**TASK TO COMPLETE:**
For this exercise, transcribe all of the records exactly as given.

Collected data:
====

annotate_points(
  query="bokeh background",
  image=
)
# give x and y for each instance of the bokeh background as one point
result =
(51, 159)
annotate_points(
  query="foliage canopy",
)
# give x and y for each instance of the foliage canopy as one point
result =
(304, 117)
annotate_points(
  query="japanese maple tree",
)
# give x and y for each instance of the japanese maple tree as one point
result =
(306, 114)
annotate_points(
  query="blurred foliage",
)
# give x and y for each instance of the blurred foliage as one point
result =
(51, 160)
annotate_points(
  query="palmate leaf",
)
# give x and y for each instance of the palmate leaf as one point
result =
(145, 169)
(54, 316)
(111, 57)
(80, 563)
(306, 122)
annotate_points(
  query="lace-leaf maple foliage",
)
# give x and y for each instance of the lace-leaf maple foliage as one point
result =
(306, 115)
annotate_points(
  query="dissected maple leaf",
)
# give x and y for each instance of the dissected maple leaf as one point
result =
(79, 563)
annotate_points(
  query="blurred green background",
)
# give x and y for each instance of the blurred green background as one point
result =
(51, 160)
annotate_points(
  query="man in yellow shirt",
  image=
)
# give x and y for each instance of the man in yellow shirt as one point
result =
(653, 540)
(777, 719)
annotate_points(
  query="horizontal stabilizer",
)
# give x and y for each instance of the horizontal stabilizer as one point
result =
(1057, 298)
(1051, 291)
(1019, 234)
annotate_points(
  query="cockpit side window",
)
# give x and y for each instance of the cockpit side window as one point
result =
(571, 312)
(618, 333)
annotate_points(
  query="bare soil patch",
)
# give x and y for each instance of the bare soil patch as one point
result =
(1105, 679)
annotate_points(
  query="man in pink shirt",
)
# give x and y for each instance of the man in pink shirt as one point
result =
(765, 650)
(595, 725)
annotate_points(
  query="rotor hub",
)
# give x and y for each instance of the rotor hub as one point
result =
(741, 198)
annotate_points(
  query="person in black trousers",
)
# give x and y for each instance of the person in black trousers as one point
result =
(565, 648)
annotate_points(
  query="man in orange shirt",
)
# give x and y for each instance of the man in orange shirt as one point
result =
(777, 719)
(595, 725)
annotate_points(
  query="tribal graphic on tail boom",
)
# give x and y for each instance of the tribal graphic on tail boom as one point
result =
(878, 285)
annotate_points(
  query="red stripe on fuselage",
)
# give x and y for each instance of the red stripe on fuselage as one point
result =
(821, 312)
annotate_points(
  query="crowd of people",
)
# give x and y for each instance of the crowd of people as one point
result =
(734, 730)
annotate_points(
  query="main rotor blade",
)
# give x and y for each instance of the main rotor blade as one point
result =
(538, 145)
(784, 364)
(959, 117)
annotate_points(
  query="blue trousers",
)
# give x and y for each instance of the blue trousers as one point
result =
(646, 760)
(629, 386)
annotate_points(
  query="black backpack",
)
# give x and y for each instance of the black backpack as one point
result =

====

**RESULT OF THIS EXERCISE:**
annotate_points(
  query="bokeh background",
  image=
)
# give x and y for each instance of the bokeh background as one point
result =
(51, 159)
annotate_points(
  query="foliage canopy",
)
# give x and y for each instance of the foliage canopy as one point
result =
(304, 117)
annotate_points(
  query="japanese maple tree",
)
# give x and y for each instance of the japanese maple tree as one point
result =
(306, 114)
annotate_points(
  query="blurred foliage",
)
# give x and y for each instance of the blurred foliage as one point
result =
(51, 160)
annotate_points(
  query="palmate leaf",
)
# give x and y for each instance of the palmate leaf as one point
result =
(145, 169)
(54, 316)
(111, 57)
(80, 563)
(306, 122)
annotate_points(
  query="lace-leaf maple foliage",
)
# give x and y for each instance of the lace-leaf maple foliage as one point
result =
(306, 115)
annotate_points(
  query="dissected maple leaf",
)
# give x and y for each instance of the dissected maple leaf as one point
result =
(79, 563)
annotate_points(
  query="blurred green background",
)
# give x and y for each instance of the blurred green background as one point
result =
(51, 160)
annotate_points(
  query="man in yellow shirt",
  image=
)
# give x and y for each instance of the man in yellow shirt as one point
result =
(653, 540)
(777, 719)
annotate_points(
  query="horizontal stabilizer",
)
# give x and y for each instance of the horizontal stabilizer as one point
result =
(1057, 298)
(1051, 291)
(1019, 234)
annotate_points(
  query="cockpit side window",
)
# give x and y for each instance of the cockpit side window as one point
result =
(571, 312)
(618, 333)
annotate_points(
  query="bare soil patch",
)
# give x and y for each instance of the bare soil patch as one point
result =
(1105, 679)
annotate_points(
  query="man in pink shirt",
)
# give x and y for each instance of the man in pink shirt as one point
result =
(765, 650)
(595, 725)
annotate_points(
  query="rotor hub",
)
# give x and y for each instance of the rotor hub as one point
result =
(741, 198)
annotate_points(
  query="person in black trousers",
)
# give x and y for each instance of the person in black trousers as one point
result =
(565, 648)
annotate_points(
  query="man in orange shirt",
)
# give x and y for each instance of the man in orange shirt as one point
result =
(777, 719)
(595, 725)
annotate_points(
  query="tribal graphic on tail boom",
)
# give x and y for each instance of the tribal graphic on tail boom as one point
result =
(878, 285)
annotate_points(
  query="red stripe on fuselage",
)
# give x and y for each instance of the red stripe on fuselage as one point
result =
(821, 312)
annotate_points(
  query="crowd of people",
)
# give x and y for each instance of the crowd of people as one point
result =
(734, 730)
annotate_points(
  query="main rotor blade",
)
# give x and y for each instance of the main rotor blade as one point
result =
(538, 145)
(784, 364)
(959, 117)
annotate_points(
  query="blue trousers",
)
# give x and y for each instance of the blue trousers as one point
result =
(646, 760)
(629, 386)
annotate_points(
  query="black backpack",
)
# give x and y for each instance of the black backpack as one point
result =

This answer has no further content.